- **Challenge**:
Write out the part of the scroll depth article between "5.3 How to Analyze" and "are so valuable.", inclusive, word for word.

- **Source document**:
* start *

5.3 How to Analyze Time Spent and Scroll Depth to Improve Website Content Engagement

Welcome to Phase 5 3 Measuring Content Engagement

You have successfully analyzed user journeys and compared new versus returning user behavior. That gave you valuable insights into conversion paths and audience segments. Now it is time to dig deeper into how users interact with your content on a page by page basis. In this phase we will analyze time spent on pages and scroll depth. Understanding these metrics is like knowing if your readers are truly engaged with your articles or just skimming. It helps you assess content quality and optimize for better user experience.
This step is crucial for evaluating content effectiveness and improving page design.

Why Analyze Time Spent and Scroll Depth

These metrics provide direct insights into how engaging your content is. Here is why they are so valuable.

Assess Content Quality High time spent and deep scrolls often mean users find your content valuable and relevant. Low numbers might signal a need for improvement.

* end *

- **Raw data**:
* start *

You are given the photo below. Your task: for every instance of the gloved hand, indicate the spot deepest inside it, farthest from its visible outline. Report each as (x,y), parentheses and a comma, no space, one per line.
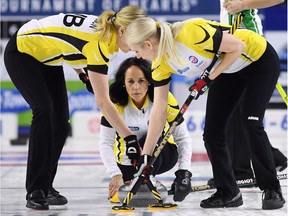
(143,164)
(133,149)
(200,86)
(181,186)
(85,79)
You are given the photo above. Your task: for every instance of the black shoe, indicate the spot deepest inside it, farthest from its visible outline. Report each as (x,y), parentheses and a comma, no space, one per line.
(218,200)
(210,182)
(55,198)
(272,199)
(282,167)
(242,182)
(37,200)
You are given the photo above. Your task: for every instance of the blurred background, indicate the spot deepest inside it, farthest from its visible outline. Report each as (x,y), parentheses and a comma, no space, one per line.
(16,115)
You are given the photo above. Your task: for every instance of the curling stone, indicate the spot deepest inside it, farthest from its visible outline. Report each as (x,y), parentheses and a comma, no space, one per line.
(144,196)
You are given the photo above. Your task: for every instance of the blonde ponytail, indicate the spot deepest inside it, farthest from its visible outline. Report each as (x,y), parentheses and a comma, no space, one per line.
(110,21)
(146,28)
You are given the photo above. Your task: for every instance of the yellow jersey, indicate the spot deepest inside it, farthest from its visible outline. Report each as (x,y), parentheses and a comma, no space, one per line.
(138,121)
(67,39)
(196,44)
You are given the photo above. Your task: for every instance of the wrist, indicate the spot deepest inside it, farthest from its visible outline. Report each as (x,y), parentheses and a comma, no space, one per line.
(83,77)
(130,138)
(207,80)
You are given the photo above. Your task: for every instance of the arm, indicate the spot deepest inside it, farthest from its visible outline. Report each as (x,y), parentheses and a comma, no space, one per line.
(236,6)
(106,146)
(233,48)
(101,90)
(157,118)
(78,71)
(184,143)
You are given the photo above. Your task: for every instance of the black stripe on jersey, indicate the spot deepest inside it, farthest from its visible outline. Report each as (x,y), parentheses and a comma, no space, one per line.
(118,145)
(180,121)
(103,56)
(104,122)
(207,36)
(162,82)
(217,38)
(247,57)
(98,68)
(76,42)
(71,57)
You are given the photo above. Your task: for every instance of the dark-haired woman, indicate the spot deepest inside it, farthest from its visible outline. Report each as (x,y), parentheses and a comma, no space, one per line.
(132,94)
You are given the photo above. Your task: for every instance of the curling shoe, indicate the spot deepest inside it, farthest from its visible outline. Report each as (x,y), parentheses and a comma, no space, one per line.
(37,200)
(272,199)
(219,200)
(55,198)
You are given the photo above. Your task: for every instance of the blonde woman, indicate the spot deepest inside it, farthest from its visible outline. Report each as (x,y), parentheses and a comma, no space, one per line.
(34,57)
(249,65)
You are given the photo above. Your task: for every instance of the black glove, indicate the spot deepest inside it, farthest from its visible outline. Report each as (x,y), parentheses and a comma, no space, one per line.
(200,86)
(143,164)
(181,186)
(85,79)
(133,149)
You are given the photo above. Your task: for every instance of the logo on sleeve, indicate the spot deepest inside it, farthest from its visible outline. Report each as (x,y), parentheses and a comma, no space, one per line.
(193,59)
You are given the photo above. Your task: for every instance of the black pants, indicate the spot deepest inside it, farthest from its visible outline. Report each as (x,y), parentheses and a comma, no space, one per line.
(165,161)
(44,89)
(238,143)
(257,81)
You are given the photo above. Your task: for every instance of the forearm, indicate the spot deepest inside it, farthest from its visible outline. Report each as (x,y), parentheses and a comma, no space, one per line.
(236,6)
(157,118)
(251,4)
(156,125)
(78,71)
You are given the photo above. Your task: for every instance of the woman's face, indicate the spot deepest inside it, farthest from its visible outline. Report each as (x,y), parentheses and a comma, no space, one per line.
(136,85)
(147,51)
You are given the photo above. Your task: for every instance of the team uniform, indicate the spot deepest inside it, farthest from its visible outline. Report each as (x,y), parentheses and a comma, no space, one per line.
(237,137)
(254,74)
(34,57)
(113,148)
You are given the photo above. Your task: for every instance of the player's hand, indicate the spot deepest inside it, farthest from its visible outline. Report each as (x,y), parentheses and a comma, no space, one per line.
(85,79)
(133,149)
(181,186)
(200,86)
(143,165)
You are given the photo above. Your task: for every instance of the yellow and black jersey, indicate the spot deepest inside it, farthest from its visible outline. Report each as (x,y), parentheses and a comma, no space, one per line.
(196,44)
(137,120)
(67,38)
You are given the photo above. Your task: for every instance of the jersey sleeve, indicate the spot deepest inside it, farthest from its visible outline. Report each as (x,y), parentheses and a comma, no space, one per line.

* end *

- **Task answer**:
5.3 How to Analyze Time Spent and Scroll Depth to Improve Website Content Engagement

Welcome to Phase 5 3 Measuring Content Engagement

You have successfully analyzed user journeys and compared new versus returning user behavior. That gave you valuable insights into conversion paths and audience segments. Now it is time to dig deeper into how users interact with your content on a page by page basis. In this phase we will analyze time spent on pages and scroll depth. Understanding these metrics is like knowing if your readers are truly engaged with your articles or just skimming. It helps you assess content quality and optimize for better user experience.
This step is crucial for evaluating content effectiveness and improving page design.

Why Analyze Time Spent and Scroll Depth

These metrics provide direct insights into how engaging your content is. Here is why they are so valuable.